→ About this task: Extract the lines that carry the string "ground" from the listing.
::: Data excerpts :::
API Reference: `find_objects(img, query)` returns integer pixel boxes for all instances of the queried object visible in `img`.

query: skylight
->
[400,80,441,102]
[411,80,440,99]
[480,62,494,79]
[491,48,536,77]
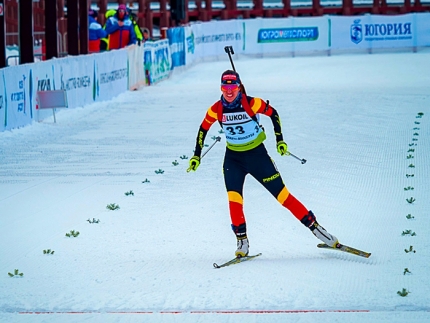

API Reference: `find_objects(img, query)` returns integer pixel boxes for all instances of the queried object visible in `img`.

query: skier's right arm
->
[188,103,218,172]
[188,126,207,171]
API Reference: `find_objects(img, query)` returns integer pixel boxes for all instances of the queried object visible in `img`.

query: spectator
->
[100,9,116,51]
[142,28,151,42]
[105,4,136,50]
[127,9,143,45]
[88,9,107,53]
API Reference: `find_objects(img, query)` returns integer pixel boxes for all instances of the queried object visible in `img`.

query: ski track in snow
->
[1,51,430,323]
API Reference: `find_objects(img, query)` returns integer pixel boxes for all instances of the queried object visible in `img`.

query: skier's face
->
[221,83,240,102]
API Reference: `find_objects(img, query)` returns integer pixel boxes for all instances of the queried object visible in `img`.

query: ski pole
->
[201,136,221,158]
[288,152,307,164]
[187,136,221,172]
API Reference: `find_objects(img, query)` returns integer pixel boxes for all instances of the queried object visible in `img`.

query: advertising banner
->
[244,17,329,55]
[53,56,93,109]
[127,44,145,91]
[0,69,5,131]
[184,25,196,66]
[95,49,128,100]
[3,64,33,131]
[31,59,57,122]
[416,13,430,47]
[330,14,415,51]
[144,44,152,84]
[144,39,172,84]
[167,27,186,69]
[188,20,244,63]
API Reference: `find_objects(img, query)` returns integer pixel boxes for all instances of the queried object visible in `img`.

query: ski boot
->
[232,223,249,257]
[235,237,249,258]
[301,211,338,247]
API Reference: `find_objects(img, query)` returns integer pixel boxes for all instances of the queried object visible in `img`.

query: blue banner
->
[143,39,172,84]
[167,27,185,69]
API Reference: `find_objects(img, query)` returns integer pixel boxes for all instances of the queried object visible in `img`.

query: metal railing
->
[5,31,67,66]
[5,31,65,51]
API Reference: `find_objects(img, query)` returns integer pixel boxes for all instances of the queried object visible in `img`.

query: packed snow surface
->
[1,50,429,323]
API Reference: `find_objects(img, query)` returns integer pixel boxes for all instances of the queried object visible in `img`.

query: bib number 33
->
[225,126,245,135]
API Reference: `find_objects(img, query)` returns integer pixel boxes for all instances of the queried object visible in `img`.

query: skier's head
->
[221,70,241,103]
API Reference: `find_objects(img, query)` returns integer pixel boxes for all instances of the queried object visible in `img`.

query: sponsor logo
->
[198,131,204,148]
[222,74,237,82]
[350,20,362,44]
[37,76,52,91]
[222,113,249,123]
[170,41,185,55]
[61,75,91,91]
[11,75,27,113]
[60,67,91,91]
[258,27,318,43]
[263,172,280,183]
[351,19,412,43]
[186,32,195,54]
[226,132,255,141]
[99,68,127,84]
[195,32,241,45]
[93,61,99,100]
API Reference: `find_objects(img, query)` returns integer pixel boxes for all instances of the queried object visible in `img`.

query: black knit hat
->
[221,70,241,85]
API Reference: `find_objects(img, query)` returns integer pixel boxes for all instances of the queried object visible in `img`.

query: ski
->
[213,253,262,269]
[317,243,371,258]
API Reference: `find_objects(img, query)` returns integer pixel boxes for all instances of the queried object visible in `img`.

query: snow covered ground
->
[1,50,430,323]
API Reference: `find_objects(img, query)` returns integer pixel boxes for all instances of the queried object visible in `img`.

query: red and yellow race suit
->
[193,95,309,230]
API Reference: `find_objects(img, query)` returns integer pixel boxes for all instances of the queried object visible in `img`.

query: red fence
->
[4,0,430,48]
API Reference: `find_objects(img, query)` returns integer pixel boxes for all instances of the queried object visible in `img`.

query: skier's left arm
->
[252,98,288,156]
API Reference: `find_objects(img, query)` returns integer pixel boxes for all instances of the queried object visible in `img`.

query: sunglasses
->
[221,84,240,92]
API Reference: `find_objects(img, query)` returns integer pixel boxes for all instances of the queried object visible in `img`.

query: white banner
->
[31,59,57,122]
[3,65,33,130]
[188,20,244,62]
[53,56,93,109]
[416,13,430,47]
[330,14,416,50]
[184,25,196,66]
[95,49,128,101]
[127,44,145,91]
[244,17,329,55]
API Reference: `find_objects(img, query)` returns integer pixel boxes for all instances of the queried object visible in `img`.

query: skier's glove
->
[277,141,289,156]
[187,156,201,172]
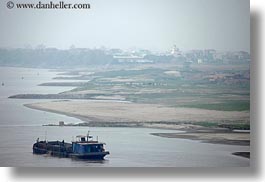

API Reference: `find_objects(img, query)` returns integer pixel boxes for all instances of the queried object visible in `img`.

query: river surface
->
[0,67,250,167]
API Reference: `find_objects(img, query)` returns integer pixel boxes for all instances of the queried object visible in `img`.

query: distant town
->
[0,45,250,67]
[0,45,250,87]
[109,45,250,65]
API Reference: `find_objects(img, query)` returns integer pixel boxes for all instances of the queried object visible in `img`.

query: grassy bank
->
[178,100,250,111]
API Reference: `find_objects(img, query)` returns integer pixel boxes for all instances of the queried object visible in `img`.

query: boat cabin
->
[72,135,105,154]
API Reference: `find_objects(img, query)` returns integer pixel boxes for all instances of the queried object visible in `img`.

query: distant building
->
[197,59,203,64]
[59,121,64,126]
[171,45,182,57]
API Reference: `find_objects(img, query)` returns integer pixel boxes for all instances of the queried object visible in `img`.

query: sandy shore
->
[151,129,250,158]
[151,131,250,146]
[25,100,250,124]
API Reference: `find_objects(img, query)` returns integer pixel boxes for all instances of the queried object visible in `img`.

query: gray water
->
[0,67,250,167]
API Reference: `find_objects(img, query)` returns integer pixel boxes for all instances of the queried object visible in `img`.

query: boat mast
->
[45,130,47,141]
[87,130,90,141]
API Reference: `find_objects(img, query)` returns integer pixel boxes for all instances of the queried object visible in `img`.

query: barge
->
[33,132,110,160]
:::
::: Data excerpts :::
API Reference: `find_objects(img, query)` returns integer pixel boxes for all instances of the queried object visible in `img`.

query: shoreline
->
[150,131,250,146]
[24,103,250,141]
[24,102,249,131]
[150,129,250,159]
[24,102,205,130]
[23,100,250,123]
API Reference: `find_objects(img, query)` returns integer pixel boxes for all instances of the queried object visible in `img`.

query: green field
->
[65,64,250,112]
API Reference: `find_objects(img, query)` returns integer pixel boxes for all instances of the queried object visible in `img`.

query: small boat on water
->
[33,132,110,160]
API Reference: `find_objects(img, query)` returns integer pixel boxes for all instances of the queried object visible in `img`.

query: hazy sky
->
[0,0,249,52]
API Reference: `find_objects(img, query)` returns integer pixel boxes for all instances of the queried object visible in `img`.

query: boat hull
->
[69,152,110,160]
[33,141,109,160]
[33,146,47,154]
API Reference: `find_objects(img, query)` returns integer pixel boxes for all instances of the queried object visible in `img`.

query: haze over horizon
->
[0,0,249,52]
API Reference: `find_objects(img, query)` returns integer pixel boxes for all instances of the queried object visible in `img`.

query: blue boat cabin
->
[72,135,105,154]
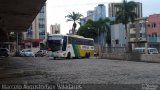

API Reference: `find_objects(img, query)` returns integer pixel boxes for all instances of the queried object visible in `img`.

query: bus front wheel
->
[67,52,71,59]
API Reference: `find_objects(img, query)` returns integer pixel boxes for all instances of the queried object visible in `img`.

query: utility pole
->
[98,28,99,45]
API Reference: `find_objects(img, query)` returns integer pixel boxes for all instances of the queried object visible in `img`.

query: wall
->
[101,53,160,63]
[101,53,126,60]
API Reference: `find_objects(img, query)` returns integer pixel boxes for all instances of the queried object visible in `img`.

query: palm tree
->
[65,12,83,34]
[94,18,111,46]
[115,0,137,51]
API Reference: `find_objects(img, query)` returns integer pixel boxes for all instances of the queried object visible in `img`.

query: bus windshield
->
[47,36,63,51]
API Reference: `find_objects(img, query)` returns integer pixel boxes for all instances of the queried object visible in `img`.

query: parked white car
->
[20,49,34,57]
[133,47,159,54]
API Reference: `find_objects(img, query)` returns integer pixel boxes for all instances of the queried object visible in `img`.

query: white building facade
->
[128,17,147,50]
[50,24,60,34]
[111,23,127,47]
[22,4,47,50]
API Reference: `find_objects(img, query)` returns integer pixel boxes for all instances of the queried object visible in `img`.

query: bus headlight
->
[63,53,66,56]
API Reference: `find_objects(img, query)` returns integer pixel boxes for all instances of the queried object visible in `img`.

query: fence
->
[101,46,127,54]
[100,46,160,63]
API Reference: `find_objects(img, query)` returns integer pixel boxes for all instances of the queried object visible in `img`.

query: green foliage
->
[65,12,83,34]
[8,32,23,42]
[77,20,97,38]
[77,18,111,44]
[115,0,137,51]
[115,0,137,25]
:::
::: Data excerpts :::
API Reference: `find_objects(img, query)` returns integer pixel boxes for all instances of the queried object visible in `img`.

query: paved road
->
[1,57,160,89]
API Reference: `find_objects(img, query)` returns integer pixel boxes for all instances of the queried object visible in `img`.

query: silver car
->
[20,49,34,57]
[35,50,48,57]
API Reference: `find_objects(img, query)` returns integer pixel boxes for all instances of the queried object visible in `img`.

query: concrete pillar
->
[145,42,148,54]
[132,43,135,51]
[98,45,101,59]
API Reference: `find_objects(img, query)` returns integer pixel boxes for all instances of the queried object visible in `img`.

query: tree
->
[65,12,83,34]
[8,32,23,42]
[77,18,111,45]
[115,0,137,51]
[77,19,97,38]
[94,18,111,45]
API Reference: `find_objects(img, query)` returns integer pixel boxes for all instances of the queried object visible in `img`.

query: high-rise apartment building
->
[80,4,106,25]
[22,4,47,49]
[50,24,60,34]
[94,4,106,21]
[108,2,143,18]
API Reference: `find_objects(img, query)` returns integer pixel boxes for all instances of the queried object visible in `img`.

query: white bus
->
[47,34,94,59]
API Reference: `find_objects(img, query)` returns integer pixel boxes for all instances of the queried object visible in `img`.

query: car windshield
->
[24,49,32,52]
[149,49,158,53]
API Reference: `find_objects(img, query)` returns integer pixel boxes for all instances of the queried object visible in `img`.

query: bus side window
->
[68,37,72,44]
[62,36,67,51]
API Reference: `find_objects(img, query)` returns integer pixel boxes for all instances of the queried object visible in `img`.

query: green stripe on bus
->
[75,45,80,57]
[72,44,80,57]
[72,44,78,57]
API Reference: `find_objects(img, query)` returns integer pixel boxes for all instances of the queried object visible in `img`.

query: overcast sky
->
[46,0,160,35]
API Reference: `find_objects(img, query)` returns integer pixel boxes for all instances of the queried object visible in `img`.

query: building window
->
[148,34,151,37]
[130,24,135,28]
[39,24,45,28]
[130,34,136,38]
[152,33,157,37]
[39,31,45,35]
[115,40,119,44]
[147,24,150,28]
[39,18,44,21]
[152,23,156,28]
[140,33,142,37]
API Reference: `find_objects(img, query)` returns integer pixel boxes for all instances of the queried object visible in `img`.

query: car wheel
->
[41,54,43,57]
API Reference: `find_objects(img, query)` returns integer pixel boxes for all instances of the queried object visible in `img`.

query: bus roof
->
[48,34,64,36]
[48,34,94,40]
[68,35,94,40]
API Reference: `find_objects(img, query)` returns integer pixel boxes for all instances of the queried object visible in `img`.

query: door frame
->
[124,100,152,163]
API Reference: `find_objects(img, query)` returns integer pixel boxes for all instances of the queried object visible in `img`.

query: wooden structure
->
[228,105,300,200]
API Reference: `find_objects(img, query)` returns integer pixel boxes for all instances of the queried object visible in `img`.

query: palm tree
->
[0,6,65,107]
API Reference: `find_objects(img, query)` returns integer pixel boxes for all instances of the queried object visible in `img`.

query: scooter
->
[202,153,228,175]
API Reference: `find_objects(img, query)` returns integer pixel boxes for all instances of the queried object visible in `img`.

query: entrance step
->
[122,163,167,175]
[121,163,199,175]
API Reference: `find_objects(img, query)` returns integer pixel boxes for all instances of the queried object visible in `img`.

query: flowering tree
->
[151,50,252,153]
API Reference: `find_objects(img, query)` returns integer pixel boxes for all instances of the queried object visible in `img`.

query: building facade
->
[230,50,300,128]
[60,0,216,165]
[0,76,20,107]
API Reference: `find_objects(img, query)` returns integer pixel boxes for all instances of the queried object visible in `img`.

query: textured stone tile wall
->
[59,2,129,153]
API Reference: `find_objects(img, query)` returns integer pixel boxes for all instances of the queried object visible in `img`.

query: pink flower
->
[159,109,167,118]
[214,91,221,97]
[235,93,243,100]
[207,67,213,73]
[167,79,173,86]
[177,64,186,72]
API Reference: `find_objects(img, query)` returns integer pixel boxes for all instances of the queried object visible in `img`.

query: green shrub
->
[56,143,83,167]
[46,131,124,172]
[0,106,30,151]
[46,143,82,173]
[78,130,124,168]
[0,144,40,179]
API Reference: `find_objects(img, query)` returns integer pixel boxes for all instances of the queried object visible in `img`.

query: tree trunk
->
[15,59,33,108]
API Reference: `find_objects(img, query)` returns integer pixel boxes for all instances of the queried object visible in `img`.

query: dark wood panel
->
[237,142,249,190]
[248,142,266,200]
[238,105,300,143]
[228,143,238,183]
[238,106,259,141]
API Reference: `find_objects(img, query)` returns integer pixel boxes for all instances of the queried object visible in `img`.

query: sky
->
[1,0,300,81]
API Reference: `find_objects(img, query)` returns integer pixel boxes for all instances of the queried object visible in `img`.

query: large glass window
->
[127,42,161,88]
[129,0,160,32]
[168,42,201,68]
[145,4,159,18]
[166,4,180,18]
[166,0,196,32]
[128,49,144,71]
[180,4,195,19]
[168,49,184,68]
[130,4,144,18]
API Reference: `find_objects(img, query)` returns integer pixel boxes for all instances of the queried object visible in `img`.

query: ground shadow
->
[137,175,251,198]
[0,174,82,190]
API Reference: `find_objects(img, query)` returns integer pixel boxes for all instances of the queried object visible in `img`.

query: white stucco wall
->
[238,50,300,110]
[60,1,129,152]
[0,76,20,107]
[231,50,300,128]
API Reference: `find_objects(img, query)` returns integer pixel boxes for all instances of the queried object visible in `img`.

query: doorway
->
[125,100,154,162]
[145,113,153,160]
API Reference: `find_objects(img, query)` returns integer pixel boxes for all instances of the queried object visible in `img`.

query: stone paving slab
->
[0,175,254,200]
:::
→ Response area:
query: snow covered ground
query: ground shadow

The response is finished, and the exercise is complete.